▶ EXERCISE AIM: Nothing may be dropped or altered: reproduce all the data.

Source data
* * *

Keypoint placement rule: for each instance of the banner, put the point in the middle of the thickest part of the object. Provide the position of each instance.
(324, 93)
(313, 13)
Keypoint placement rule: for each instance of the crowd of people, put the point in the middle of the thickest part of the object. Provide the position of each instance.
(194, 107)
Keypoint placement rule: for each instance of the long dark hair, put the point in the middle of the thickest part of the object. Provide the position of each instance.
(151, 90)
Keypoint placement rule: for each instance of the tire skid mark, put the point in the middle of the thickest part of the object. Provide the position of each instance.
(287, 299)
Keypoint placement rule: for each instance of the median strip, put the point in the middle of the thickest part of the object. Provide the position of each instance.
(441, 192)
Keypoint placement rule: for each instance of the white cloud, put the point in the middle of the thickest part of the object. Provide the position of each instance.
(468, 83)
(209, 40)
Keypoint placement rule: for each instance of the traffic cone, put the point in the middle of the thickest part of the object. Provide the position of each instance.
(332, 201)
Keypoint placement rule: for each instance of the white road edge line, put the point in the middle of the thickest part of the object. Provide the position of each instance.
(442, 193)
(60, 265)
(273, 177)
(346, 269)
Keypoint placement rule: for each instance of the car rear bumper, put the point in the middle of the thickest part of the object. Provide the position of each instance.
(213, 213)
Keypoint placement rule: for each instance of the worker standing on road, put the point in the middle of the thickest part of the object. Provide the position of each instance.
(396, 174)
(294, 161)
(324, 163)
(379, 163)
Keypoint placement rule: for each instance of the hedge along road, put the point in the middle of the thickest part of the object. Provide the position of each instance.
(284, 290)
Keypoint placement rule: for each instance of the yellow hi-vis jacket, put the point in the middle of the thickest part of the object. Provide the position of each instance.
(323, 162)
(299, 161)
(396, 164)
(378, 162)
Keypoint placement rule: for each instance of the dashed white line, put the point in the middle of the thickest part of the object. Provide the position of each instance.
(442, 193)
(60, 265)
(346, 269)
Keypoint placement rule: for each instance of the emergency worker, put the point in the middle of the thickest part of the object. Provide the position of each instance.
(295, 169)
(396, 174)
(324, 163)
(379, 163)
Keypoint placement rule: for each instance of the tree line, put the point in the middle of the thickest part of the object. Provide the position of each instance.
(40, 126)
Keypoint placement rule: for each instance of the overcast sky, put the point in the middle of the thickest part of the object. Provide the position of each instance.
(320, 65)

* * *

▶ OUTPUT:
Keypoint placement rule: for each instance of the banner, put the point in the middle of the thickest part of the object. Provide the position of each instance.
(324, 93)
(313, 13)
Keypoint placement rule: for each instance of the crowd of people, put the point in the middle of the thickest part of the object. Provide the position of each instance.
(194, 107)
Keypoint placement rule: for each instance of the long dark hair, put the point in the middle of the thickest part of the object. Provide the position of each instance.
(151, 90)
Keypoint placement rule: for each instance of the tire skid mark, put the point in the middle of the thickest part of the object. Provide the position of each instance.
(287, 299)
Keypoint placement rule: for each instance of the median strip, put the point in the middle of the thickest part of the object. Provide the position of each instance.
(441, 192)
Keypoint placement rule: for each instance of the white cloud, put the point in the middle of the thickest part of the object. Provide the position of each instance.
(468, 83)
(209, 40)
Keypoint placement rule: for each instance of the traffic cone, put the point in the middle of the thickest part of the object. Provide the position of each instance.
(332, 201)
Keypoint placement rule: for each instance of the white road edge line, put the point in the middle of the thickest part of the object. Provide the position of each instance.
(442, 193)
(60, 265)
(273, 177)
(346, 269)
Keypoint placement rule: for each instance of the car rear bumper, put the point in the middle of the thickest part of the object. Provide the position of each instance.
(213, 213)
Keypoint placement rule: for each instance of the worker standing on road, put the point in the middle of the thickest part of the object. Provide the position of each instance.
(396, 174)
(294, 161)
(324, 163)
(379, 163)
Keypoint placement rule: for each instance of the hedge along road, put the point in the middle of the thickest part of the object. Provide the position of each instance.
(284, 290)
Keypoint placement rule: for each instance of the yellow hi-vis jacket, put the point in the middle of the thickest part of the object. Provide the position of each instance.
(323, 162)
(299, 161)
(396, 164)
(378, 162)
Keypoint placement rule: for each instance of the dashed white line, put the point in the middle of the thickest part of the object. Provide the position of each instance.
(442, 193)
(60, 265)
(346, 269)
Keypoint placement rule: for each instance of the emergency worker, put the point in the middle of the thickest part of the object. Provide the position of each instance.
(295, 169)
(396, 174)
(324, 163)
(379, 163)
Keypoint placement rule: for each instance of the tree line, put the point in the middle of the thickest part of the object. Provide the position of each instance.
(40, 126)
Keypoint placement rule: for each instance of the overcast sky, put the point in the middle of the thickest part of the object. Provide the position of each instance.
(320, 65)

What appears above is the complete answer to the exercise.